List every line of the records that contains the word "sleeve".

[Object position labeling entries]
##############################

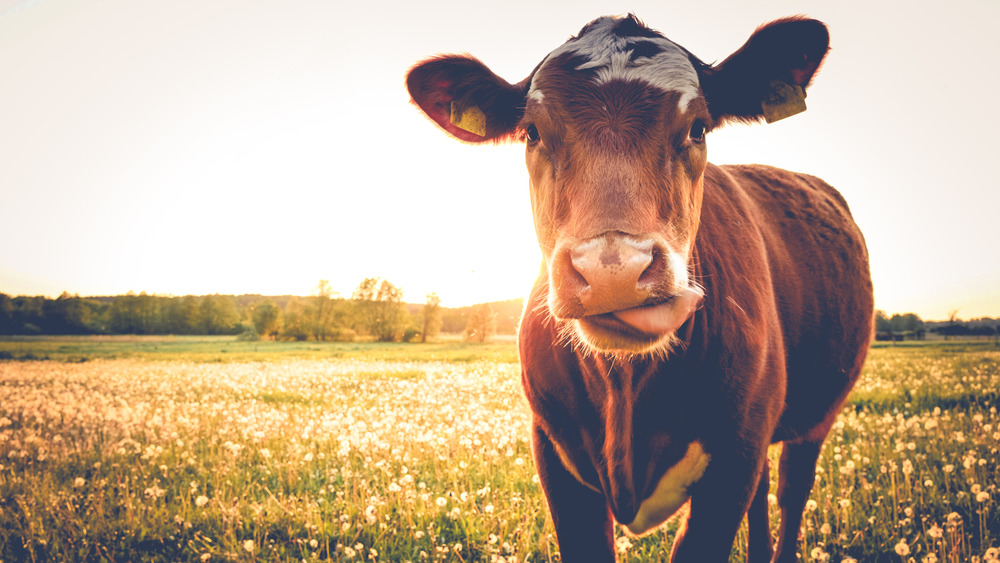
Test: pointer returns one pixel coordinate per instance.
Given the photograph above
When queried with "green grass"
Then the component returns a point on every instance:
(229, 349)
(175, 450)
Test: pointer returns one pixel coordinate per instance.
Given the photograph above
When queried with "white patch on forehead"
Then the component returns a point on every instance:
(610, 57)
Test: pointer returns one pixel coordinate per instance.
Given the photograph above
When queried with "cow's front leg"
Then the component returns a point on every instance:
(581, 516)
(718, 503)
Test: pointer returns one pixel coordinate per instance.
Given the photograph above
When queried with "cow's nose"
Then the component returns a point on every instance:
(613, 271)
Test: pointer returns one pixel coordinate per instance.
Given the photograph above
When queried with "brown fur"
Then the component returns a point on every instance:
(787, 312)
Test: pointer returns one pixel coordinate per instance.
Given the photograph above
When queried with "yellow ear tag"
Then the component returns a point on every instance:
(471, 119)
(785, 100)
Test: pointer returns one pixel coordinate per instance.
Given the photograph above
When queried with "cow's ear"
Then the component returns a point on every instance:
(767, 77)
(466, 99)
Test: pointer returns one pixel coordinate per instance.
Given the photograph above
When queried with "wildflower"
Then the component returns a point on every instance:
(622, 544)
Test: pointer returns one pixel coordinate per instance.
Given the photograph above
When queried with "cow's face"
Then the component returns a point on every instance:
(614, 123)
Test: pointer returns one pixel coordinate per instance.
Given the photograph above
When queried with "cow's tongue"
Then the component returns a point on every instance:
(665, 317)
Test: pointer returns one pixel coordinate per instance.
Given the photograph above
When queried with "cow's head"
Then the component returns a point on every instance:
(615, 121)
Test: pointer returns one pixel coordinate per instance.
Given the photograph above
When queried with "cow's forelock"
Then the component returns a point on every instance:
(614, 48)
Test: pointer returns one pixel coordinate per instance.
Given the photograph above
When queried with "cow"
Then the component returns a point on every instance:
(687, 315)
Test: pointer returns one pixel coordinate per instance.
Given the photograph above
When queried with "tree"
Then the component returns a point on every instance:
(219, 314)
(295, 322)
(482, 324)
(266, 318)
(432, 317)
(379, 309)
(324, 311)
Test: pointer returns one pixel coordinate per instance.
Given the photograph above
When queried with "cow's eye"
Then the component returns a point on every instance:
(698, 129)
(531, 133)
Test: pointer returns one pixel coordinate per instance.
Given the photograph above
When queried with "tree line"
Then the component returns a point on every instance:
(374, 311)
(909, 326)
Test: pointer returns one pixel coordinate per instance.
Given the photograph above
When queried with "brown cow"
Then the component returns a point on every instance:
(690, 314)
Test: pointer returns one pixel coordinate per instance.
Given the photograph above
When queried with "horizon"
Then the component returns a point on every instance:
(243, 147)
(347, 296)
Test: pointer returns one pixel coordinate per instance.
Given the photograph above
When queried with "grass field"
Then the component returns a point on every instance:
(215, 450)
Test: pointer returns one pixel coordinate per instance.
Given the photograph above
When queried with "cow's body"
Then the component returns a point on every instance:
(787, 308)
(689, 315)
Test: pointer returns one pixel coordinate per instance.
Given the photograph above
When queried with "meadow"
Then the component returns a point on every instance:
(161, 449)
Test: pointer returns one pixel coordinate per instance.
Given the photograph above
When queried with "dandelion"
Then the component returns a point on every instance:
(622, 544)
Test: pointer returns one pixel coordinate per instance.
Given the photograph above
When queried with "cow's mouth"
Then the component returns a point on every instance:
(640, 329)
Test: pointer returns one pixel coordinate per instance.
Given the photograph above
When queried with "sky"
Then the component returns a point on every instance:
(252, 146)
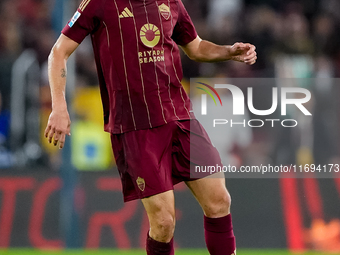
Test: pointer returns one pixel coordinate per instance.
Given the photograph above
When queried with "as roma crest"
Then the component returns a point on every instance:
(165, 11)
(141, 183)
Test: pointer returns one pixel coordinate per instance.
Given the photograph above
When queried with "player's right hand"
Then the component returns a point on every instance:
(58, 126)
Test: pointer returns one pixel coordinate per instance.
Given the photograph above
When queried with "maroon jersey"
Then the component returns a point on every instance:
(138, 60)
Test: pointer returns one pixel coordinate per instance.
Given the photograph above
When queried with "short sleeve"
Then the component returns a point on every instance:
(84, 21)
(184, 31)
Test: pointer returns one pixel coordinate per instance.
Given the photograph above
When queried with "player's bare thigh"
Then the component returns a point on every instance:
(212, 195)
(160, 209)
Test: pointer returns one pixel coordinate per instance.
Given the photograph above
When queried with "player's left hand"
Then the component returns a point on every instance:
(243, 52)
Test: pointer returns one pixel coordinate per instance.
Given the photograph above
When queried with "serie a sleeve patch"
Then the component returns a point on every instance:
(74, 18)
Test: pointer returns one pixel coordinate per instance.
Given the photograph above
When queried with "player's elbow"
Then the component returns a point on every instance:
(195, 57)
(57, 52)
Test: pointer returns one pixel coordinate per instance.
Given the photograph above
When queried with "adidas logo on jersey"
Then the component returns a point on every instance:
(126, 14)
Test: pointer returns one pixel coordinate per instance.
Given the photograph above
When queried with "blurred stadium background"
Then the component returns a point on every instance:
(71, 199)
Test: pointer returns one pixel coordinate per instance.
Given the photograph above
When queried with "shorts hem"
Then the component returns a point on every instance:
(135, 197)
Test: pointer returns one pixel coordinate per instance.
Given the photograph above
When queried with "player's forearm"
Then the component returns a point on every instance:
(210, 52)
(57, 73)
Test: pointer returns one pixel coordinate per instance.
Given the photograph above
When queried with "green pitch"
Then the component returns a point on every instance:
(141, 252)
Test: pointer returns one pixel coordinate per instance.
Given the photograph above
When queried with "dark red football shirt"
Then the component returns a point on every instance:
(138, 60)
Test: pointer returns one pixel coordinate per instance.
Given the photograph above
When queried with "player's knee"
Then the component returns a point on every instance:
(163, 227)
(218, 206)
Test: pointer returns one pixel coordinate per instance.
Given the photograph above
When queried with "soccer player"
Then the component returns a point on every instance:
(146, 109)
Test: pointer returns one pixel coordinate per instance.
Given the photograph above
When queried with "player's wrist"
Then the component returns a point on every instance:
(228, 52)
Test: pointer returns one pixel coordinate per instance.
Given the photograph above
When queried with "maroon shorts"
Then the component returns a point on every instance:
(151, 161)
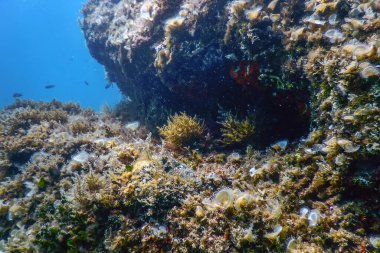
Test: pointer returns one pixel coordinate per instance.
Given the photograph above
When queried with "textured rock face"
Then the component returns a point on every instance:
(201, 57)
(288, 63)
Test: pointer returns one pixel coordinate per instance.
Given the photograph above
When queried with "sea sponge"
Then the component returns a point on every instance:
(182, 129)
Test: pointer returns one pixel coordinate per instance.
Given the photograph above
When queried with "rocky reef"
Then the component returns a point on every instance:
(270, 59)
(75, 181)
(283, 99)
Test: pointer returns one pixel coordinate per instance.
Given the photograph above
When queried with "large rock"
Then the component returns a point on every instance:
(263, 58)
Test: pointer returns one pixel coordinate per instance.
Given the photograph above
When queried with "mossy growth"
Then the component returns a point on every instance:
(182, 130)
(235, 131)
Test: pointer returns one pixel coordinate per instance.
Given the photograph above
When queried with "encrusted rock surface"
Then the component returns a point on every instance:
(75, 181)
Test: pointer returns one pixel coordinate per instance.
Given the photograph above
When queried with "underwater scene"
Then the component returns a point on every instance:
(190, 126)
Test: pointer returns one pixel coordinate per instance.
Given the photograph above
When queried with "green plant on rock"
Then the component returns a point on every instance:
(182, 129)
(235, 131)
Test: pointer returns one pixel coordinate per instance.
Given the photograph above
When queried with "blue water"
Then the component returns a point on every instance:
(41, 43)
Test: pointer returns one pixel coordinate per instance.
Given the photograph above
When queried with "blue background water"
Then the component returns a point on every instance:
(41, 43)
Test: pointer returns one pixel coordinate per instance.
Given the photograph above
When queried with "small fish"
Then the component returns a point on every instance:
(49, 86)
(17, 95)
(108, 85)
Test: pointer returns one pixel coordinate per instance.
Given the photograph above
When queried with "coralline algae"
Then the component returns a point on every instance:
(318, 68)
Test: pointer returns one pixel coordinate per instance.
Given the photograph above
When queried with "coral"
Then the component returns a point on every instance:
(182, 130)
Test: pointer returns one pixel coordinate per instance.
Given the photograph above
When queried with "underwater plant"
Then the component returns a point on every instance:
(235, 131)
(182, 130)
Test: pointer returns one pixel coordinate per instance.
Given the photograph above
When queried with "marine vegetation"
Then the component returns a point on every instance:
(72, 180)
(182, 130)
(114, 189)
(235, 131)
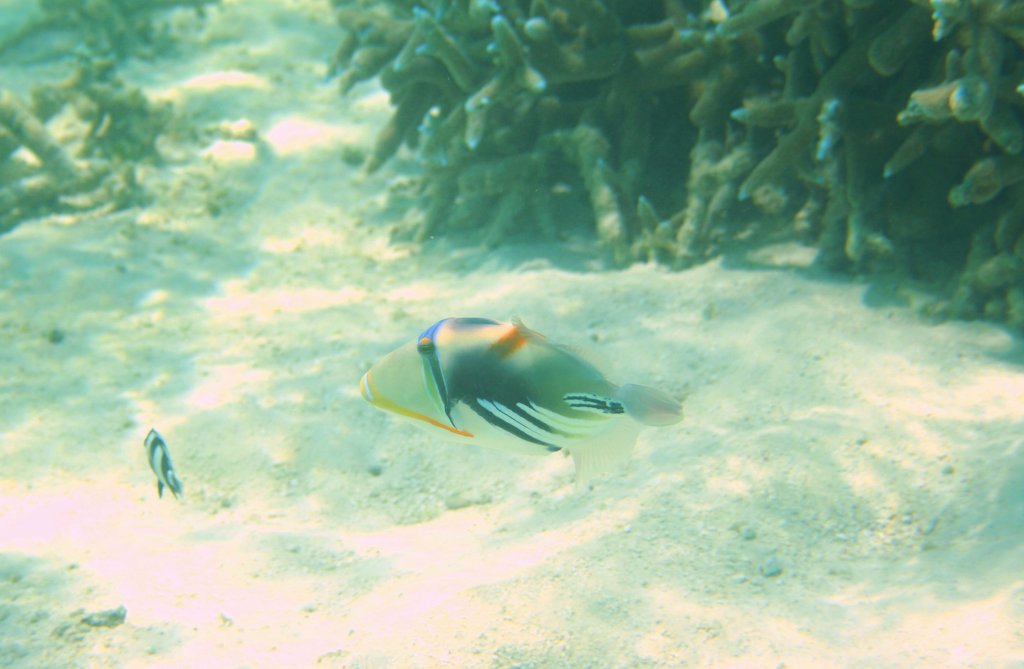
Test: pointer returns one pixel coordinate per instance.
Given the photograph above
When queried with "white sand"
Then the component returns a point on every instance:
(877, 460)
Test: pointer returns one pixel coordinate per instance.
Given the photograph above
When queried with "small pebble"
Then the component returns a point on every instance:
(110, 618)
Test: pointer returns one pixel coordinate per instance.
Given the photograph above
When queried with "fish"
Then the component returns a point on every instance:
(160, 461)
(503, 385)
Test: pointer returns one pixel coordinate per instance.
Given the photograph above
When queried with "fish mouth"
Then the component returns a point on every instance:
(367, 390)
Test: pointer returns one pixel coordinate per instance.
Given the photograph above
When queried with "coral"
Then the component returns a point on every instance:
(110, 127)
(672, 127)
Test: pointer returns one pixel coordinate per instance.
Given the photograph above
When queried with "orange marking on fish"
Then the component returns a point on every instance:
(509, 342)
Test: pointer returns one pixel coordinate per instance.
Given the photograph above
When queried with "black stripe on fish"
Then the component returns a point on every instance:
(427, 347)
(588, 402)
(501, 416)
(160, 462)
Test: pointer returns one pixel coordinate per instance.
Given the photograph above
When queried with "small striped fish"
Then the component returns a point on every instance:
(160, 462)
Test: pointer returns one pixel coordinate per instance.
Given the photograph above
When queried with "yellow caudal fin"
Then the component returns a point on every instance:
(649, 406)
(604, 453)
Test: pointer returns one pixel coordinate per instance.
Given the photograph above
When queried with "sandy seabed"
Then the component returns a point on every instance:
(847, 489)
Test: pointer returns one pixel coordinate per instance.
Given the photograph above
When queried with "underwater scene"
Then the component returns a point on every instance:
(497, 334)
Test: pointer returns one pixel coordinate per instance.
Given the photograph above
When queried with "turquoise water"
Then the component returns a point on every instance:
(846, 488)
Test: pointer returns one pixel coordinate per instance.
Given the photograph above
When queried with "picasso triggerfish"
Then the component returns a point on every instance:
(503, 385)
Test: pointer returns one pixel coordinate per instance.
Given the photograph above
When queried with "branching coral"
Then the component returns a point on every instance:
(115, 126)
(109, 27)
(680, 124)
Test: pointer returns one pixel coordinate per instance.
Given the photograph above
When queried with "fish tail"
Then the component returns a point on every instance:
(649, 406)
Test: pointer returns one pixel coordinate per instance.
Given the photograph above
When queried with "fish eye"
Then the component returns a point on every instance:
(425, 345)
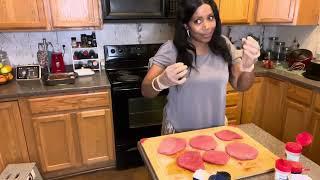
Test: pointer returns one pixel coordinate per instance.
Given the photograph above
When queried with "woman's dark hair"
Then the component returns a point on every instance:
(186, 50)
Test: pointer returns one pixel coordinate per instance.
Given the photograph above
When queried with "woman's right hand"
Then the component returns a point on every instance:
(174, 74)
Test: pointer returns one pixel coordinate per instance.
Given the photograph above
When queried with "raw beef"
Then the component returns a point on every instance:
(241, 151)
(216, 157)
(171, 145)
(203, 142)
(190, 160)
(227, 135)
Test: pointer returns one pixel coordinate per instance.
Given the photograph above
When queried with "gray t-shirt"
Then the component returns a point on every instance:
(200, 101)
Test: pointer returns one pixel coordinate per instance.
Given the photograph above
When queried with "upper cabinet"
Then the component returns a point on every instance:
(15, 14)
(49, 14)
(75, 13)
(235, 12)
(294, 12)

##############################

__RESPONSE TO THE EXERCISE__
When queried with "short sleeve"
When queried with "serie a sleeve patch"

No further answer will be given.